[Source records — start]
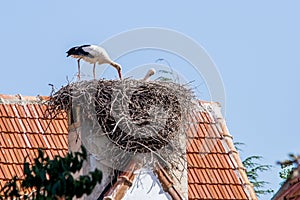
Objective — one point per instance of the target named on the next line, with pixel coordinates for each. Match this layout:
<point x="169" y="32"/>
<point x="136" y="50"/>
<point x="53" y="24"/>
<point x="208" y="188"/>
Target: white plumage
<point x="93" y="54"/>
<point x="150" y="73"/>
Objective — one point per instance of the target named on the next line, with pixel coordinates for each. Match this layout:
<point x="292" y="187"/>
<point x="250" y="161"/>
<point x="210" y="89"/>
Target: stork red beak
<point x="120" y="73"/>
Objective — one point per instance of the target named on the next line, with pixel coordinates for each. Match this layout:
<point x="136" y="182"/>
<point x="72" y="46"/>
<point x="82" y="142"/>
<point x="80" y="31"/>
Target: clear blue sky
<point x="255" y="46"/>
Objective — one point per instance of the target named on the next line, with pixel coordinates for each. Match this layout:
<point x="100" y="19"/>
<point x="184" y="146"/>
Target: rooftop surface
<point x="214" y="167"/>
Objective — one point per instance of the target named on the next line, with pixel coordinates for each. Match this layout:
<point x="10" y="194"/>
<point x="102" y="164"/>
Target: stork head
<point x="150" y="73"/>
<point x="71" y="51"/>
<point x="118" y="67"/>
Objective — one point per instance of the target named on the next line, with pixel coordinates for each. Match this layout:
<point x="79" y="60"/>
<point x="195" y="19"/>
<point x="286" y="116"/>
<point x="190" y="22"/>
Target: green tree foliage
<point x="53" y="179"/>
<point x="253" y="169"/>
<point x="288" y="166"/>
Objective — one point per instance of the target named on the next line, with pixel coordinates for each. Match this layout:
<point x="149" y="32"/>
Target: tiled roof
<point x="290" y="190"/>
<point x="23" y="129"/>
<point x="215" y="170"/>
[Source records — finish]
### [Work task]
Leave out the pictures, and give all the records again exactly.

### [Solution to this exercise]
Objective — one point per instance of the target named on the next line, with pixel coordinates for each. Match this layout:
<point x="169" y="32"/>
<point x="136" y="50"/>
<point x="53" y="24"/>
<point x="208" y="188"/>
Target: white plumage
<point x="93" y="54"/>
<point x="150" y="73"/>
Objective — one point per instance of the target named on the next line, with pixel coordinates for each. Match this layout:
<point x="292" y="187"/>
<point x="250" y="161"/>
<point x="210" y="89"/>
Target: stork red beak
<point x="120" y="73"/>
Objective — one point per instance of the target named on the next line, with pixel coordinates for each. Match this layout:
<point x="136" y="182"/>
<point x="72" y="46"/>
<point x="82" y="142"/>
<point x="80" y="31"/>
Target: clear blue sky
<point x="255" y="46"/>
Objective — one point per instance of the target named on the next line, with pixel coordinates for each. Match this layout:
<point x="100" y="19"/>
<point x="184" y="146"/>
Target: rooftop surface
<point x="214" y="167"/>
Objective — one point per instance of the target named on the next line, with pixel coordinates for each. Match this layout:
<point x="10" y="194"/>
<point x="102" y="164"/>
Target: stork head
<point x="150" y="73"/>
<point x="71" y="51"/>
<point x="118" y="67"/>
Objective — one point per instance of the target named on the next line, with pixel coordinates for each. Match this layout:
<point x="79" y="60"/>
<point x="195" y="19"/>
<point x="286" y="116"/>
<point x="190" y="22"/>
Target: green tree foliage
<point x="53" y="179"/>
<point x="253" y="169"/>
<point x="288" y="166"/>
Objective — one point per instance of the target named on the next line, with pixel coordinates for each. Match this layout:
<point x="149" y="32"/>
Target: tiled roof
<point x="290" y="190"/>
<point x="23" y="129"/>
<point x="215" y="170"/>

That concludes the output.